** Start Records provided **

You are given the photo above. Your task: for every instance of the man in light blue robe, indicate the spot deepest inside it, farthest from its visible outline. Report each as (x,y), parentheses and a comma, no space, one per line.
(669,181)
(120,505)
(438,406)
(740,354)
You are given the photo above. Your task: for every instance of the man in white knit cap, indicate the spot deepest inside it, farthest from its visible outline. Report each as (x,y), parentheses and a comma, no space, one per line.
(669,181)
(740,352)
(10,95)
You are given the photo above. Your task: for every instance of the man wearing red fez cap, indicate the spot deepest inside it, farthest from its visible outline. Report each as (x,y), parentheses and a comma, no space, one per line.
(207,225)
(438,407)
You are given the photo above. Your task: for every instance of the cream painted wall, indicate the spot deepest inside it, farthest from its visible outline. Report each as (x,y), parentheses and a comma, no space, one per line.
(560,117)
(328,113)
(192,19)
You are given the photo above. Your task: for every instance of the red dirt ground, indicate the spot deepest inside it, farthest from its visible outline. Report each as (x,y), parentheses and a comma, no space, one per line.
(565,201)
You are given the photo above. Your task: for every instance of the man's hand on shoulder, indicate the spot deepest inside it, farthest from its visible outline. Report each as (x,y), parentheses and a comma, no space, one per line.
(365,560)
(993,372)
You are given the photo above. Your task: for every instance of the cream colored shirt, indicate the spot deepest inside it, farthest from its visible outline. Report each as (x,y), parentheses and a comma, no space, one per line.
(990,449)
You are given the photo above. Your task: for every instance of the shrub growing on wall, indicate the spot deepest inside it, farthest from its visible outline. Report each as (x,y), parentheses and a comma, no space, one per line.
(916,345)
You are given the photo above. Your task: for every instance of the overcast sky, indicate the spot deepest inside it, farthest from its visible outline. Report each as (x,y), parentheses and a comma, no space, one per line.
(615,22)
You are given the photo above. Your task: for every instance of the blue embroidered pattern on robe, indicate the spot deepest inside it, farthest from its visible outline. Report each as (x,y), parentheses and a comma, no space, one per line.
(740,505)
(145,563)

** End Records provided **

## Task description
Rewrite the records above so that every "spot" becomes "point", with nothing else changed.

## Completed task
You are given the photo above. Your task: for every instance of the man in light blue robe, indicate the point deepest inside it, farthest from its visible outline. Report each as (x,y), parentheses and a comma, no space, one per line.
(669,181)
(120,505)
(438,406)
(740,354)
You are given the photo above. Your task: for every instance of the man in white knit cap, indicate the point deepest inside it, farthest from its visible outline. Report each as (x,y), parentheses and a comma, no space, one per line.
(669,181)
(740,352)
(10,95)
You are given the photo above. Your task: for every instance of the man wearing red fez cap, indicate the point deepest inside it, farthest from its visible outline. Report each as (x,y), parentheses and a comma, no space, one per line.
(207,225)
(438,407)
You are given the photo above. Your task: for every instance of the cream painted wall, indicate the point deepest inside it, farthest from its visible outline. Report each as (x,y), parentheses and a comma, no space, one per line.
(560,117)
(328,113)
(192,19)
You are given the photo above. Your task: for every instance of the red dirt ground, indicate the point deepest inside it, farthest from its visible outline. Report each as (x,y), parentheses and a comma, no space, one per line.
(565,201)
You are given the photo above. Your task: for every instance of the man's hand on shoulder, indicate the point deepest inside it, farthest from its visible outline. Report each as (x,y), parentheses and a comma, no space, one per line.
(365,560)
(993,372)
You are given the photo above. Your task: for every instance of the cream colored shirt, indicate the point deepest inside it, farthest from its visible outline. Report each as (x,y), parentheses and a comma, no space, one per line.
(990,449)
You are given the photo above. Your task: for every instance of the shrub growing on wall, indicate the point deepest inside it, farthest from its visible outline. Report each as (x,y), parentheses and a comma, no space, one per line.
(916,345)
You are given the photo above. Your task: for every instance of the overcast sky, indicate the point deepest inside it, farthest from its visible outline. Report each as (x,y), parentheses and a comma, no space, one per line.
(615,22)
You are given the photo above. Your task: for every instance of the blue embroidered pattern on robe, indicate the point deepest inside it, farthest from its visible outline. Report each as (x,y), parentheses and a comma, no space, one per line.
(740,505)
(145,563)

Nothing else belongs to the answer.